- Tujuan Latihan -
Daftarkan semua kerumitan yang menurut kutipan teks tentang industri susu di bawah ini terus dihadapi industri persusuan lokal setiap tahun.

- Kutipan Teks -
Foto: Try Surya Anditya
Produktivitas susu nasional masih rendah, Indonesia terpaksa masih bergantung pada bahan baku impor
Meskipun produksi meningkat tiap tahun, industri susu nasional masih bergantung pada bahan baku impor.
Industri persusuan lokal masih berkutat di kerumitan yang hampir sama setiap tahun. Mulai dari populasi sapi perah yang rendah, produktivitas stagnan, pemeliharaan sapi perah di bawah skala ekonomis, hingga neraca susu segar dalam negeri (SSDN) yang tak kunjung berimbang. Padahal dari segi permintaan, peluang pasar industri susu di dalam negeri masih sangat terbuka lebar.

(Entri set data)
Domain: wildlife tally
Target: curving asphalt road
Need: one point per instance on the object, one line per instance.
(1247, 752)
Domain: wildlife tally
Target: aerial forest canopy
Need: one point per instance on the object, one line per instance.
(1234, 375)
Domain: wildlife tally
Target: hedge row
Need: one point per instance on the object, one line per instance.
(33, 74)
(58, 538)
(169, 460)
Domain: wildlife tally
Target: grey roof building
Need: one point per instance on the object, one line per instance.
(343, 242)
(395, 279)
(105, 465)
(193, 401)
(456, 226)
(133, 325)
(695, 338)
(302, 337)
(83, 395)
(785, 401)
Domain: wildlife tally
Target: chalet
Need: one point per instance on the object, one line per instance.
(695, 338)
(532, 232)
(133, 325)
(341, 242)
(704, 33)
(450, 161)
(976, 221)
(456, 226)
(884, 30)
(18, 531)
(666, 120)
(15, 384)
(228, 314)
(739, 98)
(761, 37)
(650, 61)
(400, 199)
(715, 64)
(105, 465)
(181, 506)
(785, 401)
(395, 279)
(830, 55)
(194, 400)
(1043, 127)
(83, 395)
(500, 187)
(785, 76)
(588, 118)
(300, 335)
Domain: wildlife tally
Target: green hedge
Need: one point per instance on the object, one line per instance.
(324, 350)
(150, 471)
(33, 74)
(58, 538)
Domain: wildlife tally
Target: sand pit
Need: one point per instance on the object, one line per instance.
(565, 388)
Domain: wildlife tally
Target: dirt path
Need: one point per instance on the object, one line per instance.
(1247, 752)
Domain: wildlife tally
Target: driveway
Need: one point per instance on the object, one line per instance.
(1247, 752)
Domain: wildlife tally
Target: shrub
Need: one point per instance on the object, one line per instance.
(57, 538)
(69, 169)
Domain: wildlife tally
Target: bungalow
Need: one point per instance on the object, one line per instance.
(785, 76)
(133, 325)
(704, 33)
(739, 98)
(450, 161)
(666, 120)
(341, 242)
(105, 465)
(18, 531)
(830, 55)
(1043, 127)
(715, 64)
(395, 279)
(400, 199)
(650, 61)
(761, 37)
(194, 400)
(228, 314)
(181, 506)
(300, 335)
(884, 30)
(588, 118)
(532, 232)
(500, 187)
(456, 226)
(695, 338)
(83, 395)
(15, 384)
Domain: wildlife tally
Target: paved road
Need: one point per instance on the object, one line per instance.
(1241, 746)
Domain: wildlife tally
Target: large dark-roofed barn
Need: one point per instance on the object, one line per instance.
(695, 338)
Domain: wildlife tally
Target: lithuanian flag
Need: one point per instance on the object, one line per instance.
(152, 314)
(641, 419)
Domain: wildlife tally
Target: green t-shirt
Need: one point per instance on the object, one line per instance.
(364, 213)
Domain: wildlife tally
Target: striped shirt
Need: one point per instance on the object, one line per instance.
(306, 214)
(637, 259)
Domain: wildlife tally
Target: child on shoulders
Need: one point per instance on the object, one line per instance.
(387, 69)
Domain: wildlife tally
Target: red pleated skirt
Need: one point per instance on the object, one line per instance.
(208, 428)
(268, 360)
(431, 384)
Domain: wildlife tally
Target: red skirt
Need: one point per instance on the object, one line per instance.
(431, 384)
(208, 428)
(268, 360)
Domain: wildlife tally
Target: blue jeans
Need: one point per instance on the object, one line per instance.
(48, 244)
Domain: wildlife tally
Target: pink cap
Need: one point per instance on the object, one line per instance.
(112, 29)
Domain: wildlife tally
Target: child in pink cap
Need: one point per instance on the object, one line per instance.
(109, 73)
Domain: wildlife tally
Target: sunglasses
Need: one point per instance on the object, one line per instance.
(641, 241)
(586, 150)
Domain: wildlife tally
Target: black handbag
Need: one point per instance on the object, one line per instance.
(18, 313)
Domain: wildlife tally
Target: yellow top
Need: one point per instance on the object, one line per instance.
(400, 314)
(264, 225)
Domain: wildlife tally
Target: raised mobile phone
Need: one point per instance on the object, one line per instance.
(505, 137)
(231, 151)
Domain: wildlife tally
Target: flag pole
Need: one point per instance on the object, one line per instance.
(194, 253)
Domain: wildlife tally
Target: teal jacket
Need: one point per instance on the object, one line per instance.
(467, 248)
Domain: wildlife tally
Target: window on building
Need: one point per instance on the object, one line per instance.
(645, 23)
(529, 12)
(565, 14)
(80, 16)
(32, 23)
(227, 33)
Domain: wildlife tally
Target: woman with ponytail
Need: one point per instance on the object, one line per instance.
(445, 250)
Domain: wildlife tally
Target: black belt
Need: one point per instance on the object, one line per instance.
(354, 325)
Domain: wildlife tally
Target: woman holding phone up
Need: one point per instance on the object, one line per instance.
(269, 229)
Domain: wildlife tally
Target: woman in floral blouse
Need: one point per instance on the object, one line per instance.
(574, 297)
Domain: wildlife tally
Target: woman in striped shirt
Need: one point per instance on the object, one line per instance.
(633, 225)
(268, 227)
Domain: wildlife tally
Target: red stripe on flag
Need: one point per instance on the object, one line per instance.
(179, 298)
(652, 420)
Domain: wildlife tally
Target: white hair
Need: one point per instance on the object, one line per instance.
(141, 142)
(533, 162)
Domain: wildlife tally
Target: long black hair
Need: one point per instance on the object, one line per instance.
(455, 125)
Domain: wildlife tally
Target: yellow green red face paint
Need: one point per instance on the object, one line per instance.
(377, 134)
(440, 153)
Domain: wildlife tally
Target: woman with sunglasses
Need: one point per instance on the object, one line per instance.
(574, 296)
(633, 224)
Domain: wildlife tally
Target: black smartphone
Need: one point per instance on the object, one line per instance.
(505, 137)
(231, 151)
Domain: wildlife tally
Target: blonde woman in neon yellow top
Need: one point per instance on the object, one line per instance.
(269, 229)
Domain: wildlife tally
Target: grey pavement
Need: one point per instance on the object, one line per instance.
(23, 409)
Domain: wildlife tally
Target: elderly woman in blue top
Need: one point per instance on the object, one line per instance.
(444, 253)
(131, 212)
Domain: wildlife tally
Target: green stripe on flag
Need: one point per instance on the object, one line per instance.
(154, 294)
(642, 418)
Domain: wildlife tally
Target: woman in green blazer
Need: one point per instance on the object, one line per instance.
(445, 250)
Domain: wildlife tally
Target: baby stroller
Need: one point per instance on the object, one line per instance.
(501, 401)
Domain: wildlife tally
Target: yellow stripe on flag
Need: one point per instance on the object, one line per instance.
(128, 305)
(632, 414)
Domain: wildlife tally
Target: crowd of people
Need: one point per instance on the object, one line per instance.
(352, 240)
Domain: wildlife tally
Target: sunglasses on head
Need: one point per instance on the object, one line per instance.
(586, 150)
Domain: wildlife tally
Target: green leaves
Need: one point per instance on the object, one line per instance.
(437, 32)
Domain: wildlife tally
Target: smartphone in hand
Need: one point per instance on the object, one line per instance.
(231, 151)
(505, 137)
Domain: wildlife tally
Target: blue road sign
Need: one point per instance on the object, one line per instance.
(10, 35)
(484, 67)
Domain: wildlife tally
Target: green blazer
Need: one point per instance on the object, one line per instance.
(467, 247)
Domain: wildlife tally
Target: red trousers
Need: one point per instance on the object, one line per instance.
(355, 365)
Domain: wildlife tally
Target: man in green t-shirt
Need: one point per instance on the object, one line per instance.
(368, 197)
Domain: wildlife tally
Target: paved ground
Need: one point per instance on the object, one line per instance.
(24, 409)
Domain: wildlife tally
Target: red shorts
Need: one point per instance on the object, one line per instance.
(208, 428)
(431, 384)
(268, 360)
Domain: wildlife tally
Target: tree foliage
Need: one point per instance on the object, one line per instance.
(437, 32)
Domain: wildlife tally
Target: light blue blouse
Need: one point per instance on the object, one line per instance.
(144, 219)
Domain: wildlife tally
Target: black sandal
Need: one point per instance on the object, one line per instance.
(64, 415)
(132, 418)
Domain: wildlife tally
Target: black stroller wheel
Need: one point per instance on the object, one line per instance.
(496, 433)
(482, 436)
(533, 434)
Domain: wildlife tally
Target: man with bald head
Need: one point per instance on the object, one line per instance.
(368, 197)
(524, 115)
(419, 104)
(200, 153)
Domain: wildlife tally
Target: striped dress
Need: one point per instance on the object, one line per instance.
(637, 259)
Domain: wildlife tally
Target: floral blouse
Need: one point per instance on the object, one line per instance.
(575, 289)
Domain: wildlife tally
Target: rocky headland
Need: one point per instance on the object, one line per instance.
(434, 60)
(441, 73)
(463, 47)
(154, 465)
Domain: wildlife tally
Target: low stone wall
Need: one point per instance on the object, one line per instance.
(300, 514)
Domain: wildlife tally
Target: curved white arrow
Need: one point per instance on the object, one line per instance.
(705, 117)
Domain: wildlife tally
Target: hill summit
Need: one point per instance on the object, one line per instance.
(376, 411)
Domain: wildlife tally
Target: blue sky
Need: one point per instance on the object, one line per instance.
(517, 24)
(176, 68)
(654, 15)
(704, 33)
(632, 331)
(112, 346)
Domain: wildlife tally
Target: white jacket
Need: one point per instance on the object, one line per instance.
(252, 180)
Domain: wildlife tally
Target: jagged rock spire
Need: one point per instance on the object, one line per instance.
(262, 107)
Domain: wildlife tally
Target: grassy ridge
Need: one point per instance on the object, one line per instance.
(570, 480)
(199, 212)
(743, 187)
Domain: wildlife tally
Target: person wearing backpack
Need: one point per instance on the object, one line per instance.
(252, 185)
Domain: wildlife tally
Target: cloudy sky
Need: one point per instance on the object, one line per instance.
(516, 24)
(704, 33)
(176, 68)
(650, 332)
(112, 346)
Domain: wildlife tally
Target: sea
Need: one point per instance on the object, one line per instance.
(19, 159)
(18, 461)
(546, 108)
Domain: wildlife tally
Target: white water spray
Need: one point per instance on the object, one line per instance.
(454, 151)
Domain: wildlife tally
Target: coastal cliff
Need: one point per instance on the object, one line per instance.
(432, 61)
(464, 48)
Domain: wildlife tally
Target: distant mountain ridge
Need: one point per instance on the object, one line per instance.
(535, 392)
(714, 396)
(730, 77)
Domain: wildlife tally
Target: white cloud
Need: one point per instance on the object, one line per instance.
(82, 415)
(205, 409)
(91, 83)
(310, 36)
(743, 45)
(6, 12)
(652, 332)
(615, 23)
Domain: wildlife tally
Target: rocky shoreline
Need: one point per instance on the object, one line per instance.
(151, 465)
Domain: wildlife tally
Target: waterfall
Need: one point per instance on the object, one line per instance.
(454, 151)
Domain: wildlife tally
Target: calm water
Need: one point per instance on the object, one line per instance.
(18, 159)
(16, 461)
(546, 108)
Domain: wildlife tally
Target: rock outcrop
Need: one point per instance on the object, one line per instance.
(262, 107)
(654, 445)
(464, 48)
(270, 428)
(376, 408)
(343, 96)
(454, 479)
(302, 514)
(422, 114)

- Jawaban Latihan -
- Populasi sapi perah yang rendah
- Produktivitas stagnan
- Pemeliharaan sapi perah di bawah skala ekonomis
- Neraca susu segar dalam negeri (SSDN) yang tak kunjung berimbang